TASK INSTRUCTIONS ▸ Where in the entries below does "kneeling" appear? Copy every line that has it.

Start of Block

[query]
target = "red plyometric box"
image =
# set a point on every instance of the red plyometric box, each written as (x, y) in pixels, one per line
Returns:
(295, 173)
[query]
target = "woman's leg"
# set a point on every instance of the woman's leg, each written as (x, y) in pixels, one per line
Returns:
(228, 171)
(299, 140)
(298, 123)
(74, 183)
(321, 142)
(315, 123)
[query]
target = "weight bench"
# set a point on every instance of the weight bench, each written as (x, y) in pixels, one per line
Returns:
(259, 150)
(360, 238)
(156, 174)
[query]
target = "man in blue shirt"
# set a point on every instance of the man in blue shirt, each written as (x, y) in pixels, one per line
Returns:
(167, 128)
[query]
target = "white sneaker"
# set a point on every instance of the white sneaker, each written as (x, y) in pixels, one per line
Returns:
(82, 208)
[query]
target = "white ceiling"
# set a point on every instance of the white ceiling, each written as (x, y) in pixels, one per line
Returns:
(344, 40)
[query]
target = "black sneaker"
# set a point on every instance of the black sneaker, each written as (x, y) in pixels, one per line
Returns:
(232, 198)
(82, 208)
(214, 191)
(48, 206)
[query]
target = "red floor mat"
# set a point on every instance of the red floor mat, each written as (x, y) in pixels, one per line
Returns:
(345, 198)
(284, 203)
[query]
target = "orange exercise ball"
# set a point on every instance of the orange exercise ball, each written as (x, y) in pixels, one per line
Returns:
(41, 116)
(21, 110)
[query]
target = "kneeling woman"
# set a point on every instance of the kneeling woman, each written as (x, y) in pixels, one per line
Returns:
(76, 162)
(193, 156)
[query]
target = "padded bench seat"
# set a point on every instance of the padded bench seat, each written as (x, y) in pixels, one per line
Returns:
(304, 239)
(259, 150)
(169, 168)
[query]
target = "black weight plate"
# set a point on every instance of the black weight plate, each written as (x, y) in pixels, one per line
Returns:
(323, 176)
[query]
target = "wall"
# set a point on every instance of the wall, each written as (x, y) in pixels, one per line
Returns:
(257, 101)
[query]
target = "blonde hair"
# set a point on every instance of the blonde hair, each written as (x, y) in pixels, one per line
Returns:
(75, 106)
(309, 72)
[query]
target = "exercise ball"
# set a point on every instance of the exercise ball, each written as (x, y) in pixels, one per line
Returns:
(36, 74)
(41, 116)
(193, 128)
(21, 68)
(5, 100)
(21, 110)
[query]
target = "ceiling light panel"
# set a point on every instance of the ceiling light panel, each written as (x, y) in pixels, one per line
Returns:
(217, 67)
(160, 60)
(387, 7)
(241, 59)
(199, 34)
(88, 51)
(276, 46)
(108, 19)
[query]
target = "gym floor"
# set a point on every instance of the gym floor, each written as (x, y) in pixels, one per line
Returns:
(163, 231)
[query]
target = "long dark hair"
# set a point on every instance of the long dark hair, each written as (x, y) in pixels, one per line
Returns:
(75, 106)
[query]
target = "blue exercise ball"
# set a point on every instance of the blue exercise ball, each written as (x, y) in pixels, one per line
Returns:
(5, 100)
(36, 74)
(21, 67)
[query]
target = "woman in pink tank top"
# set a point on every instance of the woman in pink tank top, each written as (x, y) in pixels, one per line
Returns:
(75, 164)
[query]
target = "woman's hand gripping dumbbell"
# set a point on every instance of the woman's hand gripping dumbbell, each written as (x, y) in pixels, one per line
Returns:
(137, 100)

End of Block

RESPONSE ▸
target = "kneeling woman"
# set a point on every instance of the kneeling woman, each written as (x, y) in pixels, one per line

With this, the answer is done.